→ PROBLEM DETAILS
Print all of the data exactly.
***** ITEMS
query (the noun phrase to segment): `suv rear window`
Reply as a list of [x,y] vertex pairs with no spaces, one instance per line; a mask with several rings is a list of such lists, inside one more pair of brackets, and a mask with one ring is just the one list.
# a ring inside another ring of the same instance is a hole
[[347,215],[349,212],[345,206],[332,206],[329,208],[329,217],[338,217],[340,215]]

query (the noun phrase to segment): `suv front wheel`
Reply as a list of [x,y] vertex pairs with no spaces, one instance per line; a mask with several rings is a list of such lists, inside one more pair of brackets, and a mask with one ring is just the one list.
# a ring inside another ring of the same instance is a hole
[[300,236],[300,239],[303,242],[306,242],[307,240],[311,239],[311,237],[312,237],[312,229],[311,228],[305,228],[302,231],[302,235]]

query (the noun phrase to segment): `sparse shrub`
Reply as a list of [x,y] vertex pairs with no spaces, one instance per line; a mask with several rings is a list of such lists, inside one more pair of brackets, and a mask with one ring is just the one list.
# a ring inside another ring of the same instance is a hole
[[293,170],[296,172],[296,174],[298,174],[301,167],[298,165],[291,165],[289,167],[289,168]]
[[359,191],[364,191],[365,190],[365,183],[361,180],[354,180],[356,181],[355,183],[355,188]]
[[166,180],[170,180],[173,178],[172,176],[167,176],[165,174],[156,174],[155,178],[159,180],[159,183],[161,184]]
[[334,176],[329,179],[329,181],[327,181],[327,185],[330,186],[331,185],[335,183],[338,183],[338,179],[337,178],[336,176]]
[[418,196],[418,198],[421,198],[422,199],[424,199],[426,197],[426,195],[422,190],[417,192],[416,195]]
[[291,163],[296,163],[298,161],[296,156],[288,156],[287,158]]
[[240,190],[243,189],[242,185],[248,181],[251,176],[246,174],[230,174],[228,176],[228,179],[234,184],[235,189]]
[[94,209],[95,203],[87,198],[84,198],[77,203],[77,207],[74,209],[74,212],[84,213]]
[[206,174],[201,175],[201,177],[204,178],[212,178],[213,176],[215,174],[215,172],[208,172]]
**********
→ REPLY
query (the noun phrase to segment): `suv rear window`
Reply as a list of [x,y] vertex pairs with no spaces, one instance per line; a mask with several rings is a list of such lists, inside one more pair of brackets, and a mask with one ring is just the one list.
# a ring inside another ring of the same instance is a hole
[[347,215],[349,212],[345,206],[332,206],[329,208],[329,217],[338,217],[340,215]]

query (the noun phrase to segment): `suv front wheel`
Reply as a list of [x,y] vertex pairs with no spaces, one instance per line; a mask with several rings is a list of such lists, inside one more pair of brackets, and a mask with one ring is just the one list.
# a ring inside another ring of the same instance is a hole
[[300,236],[300,239],[303,242],[306,242],[307,240],[311,239],[311,237],[312,237],[312,229],[311,228],[305,228],[302,231],[302,235]]

query (the noun phrase to segment): `sparse shrub`
Reply as a list of [x,y] vertex pairs with no spaces, one instance per line; a mask with several rings is a list of such lists, inside one more pair of brackets, and a mask with one ring is just the one list.
# a ring inside another ring of the same instance is a hole
[[293,170],[296,172],[296,174],[298,174],[301,167],[298,165],[291,165],[289,167],[289,168]]
[[359,191],[364,191],[365,190],[365,183],[361,180],[354,180],[356,181],[355,183],[355,188]]
[[166,180],[170,180],[173,178],[172,176],[167,176],[165,174],[156,174],[155,178],[159,180],[159,183],[161,184]]
[[334,176],[329,179],[329,181],[327,181],[327,185],[330,186],[331,185],[335,183],[338,183],[338,179],[337,178],[336,176]]
[[418,196],[418,198],[421,198],[422,199],[424,199],[426,197],[426,195],[422,190],[417,192],[416,195]]
[[291,163],[296,163],[298,161],[296,156],[288,156],[287,158]]
[[240,190],[243,189],[242,185],[248,181],[251,176],[246,174],[230,174],[228,176],[228,179],[234,184],[235,189]]
[[94,209],[95,203],[87,198],[84,198],[77,203],[77,207],[74,209],[74,212],[84,213]]
[[206,174],[201,175],[201,177],[204,178],[212,178],[213,176],[215,174],[215,172],[208,172]]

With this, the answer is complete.